▶ _Instructions for the task_
Report each line of the records where "sand" occurs.

═════ Input

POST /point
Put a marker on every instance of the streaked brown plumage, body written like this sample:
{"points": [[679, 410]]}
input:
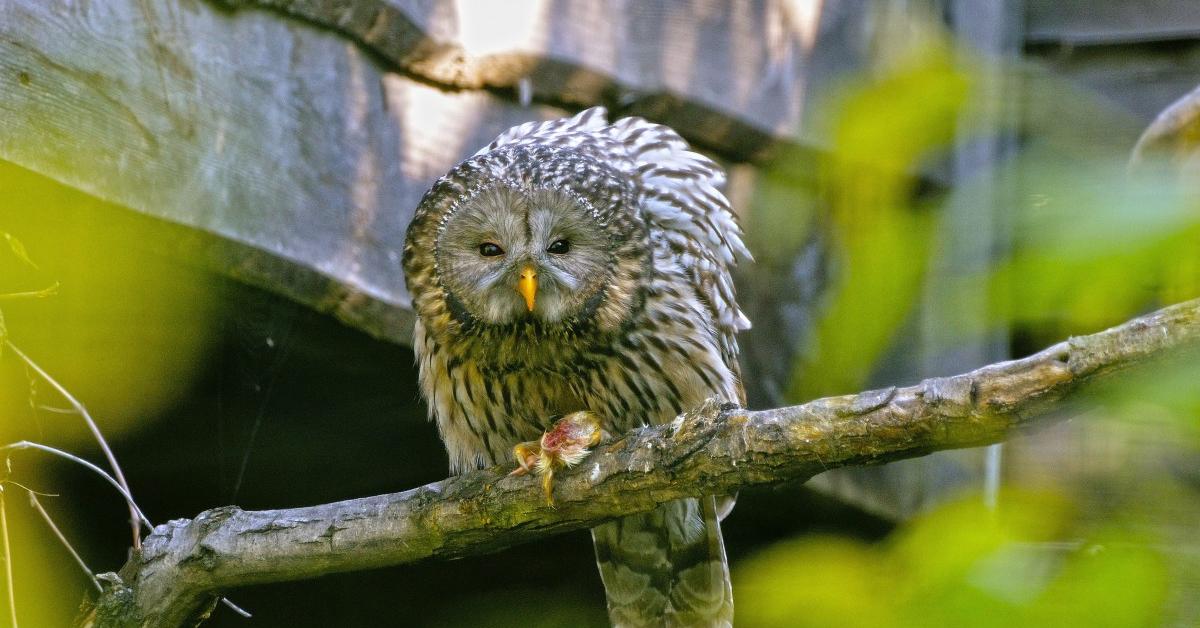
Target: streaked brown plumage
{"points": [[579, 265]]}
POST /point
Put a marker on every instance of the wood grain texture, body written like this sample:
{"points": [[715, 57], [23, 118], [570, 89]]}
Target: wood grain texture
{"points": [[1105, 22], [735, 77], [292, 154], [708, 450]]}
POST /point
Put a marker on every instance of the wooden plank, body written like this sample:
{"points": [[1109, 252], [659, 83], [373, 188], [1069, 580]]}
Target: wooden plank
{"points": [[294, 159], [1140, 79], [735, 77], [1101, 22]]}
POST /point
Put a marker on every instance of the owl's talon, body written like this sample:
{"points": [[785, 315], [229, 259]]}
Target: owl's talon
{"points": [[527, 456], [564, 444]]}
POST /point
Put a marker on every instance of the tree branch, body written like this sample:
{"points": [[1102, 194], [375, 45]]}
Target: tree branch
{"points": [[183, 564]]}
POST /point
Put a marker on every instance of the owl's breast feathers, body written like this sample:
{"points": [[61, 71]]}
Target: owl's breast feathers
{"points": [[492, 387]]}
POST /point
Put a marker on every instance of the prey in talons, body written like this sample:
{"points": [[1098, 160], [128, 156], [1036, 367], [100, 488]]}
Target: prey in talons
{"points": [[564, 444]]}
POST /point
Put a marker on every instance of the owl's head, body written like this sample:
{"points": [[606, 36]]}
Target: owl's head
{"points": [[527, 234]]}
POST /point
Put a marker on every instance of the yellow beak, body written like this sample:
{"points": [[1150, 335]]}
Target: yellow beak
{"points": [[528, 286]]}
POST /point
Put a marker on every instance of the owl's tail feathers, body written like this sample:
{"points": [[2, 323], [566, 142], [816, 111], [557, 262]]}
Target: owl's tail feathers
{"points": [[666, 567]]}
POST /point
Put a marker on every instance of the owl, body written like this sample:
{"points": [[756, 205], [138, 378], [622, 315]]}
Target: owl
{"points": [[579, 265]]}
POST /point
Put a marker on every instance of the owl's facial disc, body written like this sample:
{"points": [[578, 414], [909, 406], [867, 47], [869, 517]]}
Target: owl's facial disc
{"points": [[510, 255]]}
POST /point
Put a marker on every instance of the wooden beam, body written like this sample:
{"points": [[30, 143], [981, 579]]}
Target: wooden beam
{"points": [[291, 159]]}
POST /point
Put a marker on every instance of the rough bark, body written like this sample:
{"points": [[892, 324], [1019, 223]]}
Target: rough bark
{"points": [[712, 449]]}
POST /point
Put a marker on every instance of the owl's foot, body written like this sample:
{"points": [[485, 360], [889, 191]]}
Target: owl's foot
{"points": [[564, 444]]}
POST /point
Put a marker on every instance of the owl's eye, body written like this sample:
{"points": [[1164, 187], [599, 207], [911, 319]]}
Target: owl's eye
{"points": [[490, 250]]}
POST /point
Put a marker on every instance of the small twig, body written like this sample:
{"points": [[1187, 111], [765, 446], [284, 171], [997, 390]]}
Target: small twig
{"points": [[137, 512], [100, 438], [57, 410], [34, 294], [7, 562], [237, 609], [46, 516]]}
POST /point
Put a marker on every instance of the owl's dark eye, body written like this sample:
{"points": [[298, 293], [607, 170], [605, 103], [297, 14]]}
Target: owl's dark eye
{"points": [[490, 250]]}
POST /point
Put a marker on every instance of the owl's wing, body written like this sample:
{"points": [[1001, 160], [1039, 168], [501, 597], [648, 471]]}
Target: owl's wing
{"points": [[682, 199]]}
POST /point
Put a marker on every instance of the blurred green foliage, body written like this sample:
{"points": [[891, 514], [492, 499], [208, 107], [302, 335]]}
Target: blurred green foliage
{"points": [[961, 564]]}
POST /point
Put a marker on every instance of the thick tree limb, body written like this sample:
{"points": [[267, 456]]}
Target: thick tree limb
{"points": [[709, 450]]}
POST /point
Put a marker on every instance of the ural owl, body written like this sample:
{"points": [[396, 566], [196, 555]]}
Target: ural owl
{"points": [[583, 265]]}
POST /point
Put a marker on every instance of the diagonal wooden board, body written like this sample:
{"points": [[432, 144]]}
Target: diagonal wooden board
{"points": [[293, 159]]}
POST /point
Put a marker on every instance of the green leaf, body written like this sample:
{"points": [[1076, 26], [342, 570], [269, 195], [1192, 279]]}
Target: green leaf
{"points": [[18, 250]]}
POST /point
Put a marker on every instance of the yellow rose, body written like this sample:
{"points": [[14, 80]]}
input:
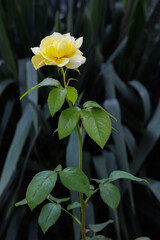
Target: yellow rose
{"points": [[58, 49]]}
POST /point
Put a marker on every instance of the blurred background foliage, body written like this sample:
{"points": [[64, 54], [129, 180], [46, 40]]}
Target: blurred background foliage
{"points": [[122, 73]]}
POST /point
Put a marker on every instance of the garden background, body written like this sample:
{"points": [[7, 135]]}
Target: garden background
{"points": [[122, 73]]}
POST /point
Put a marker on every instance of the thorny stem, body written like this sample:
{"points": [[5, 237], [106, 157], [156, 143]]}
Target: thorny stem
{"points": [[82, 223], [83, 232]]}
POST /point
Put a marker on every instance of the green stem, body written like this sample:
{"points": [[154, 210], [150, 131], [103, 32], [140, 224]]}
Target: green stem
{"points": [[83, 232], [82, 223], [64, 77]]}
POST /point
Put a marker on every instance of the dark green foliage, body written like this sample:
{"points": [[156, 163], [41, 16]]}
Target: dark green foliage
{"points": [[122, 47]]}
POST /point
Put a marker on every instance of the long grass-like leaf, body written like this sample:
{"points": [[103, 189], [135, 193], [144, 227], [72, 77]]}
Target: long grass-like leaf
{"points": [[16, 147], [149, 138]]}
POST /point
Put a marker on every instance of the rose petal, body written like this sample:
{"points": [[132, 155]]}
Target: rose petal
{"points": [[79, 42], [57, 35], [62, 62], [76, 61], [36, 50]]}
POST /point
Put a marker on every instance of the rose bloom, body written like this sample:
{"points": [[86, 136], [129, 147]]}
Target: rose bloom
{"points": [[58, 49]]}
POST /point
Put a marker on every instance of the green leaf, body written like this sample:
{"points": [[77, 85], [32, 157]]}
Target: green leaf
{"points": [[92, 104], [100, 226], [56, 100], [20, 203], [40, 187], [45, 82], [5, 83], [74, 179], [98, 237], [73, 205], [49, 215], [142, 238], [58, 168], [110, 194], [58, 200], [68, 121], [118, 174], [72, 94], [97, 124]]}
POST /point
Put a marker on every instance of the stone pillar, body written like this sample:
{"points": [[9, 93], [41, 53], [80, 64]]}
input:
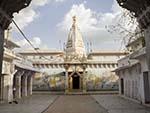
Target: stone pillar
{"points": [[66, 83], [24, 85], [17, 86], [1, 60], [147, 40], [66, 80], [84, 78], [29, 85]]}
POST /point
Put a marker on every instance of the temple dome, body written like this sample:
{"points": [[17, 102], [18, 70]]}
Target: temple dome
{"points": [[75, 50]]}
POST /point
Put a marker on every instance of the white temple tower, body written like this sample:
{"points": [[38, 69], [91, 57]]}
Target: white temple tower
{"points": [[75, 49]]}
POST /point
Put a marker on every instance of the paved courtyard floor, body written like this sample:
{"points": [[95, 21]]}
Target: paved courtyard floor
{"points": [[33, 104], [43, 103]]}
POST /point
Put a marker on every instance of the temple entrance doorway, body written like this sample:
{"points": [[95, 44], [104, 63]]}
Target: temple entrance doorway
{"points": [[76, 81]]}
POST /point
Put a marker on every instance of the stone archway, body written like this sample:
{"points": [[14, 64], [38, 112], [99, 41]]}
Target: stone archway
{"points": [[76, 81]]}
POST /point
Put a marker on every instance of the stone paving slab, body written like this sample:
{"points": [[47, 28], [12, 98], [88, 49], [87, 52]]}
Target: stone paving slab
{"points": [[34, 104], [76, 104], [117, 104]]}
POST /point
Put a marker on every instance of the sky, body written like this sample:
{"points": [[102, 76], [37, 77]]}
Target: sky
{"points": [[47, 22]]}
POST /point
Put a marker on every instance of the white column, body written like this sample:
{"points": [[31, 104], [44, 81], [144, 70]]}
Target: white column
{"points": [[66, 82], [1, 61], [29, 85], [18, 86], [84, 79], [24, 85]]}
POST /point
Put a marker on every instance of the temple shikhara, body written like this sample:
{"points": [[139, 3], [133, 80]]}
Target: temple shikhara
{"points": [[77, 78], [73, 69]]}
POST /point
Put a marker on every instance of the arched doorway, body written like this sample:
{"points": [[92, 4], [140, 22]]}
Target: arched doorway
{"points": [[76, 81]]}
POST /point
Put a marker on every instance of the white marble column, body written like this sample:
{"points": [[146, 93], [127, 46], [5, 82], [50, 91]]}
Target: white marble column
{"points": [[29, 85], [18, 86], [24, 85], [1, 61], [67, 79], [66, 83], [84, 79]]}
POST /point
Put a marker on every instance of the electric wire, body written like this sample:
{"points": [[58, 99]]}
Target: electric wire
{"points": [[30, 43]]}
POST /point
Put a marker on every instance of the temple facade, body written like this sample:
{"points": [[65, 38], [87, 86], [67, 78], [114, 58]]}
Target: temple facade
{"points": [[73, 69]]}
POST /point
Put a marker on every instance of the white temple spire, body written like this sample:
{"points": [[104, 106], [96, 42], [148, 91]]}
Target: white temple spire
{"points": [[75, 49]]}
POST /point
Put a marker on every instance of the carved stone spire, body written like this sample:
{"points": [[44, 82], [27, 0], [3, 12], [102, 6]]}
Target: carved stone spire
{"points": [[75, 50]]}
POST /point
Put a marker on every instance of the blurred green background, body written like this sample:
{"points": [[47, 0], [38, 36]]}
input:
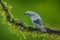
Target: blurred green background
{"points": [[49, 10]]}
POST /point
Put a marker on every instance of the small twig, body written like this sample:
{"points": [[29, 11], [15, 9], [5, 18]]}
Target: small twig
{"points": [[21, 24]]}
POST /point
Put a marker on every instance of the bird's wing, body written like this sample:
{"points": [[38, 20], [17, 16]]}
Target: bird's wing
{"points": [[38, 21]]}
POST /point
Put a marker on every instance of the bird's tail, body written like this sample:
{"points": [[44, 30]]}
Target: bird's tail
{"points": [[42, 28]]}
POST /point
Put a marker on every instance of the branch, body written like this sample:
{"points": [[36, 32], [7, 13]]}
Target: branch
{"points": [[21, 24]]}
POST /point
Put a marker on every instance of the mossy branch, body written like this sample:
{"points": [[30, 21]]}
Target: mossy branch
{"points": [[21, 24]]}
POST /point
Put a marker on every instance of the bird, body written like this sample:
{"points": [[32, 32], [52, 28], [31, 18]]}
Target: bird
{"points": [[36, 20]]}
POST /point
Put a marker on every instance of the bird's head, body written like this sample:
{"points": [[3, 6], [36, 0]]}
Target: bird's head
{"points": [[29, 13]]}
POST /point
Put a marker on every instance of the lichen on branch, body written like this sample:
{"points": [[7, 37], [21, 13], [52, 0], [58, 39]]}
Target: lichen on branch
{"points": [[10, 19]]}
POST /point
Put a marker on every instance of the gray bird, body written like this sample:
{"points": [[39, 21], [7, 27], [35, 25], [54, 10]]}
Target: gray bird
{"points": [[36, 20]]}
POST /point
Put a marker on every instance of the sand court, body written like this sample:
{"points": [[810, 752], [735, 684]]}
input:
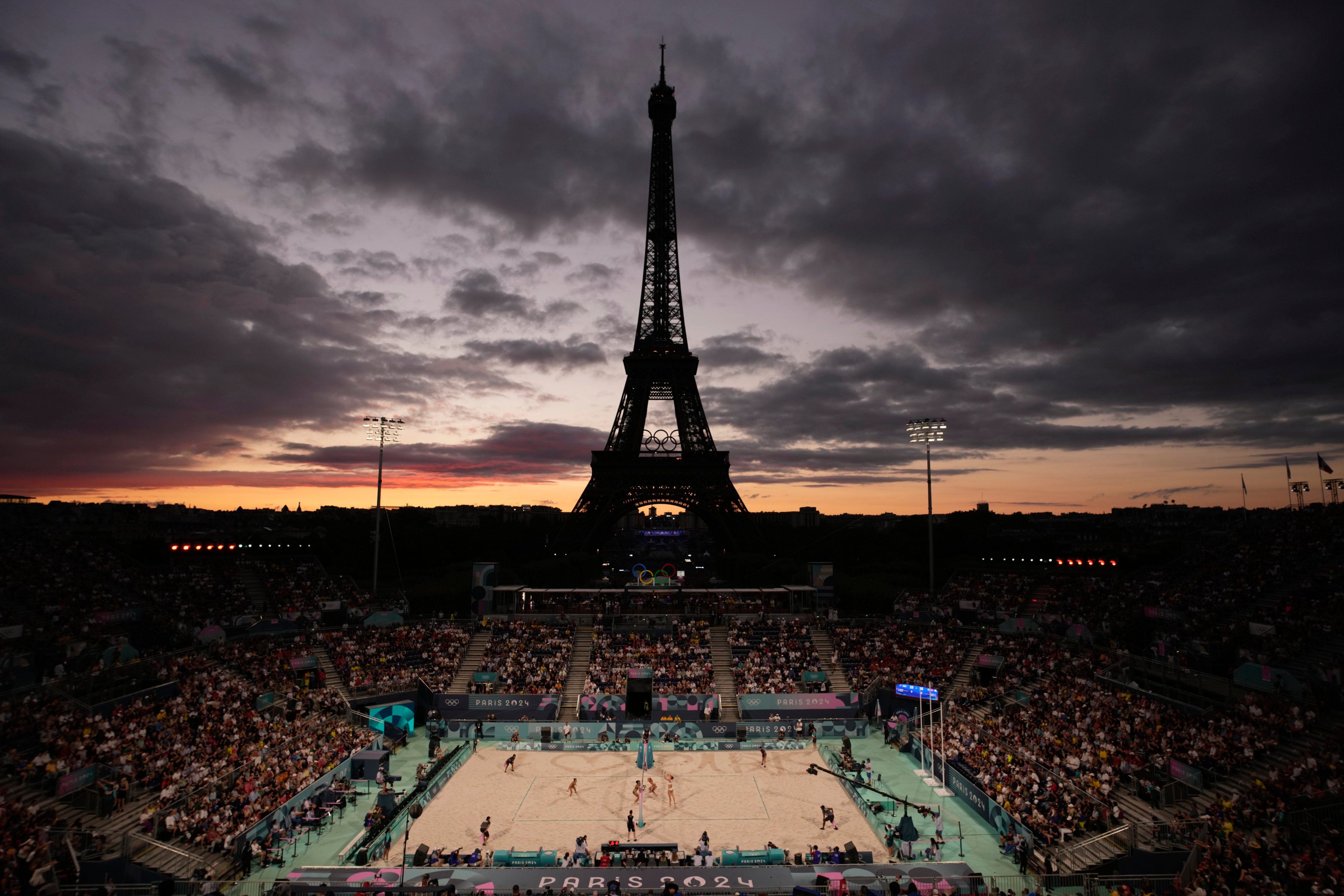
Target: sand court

══════════

▶ _Answer for the task_
Put a marker on every instance of the sand court, body written like this sample:
Target: sand court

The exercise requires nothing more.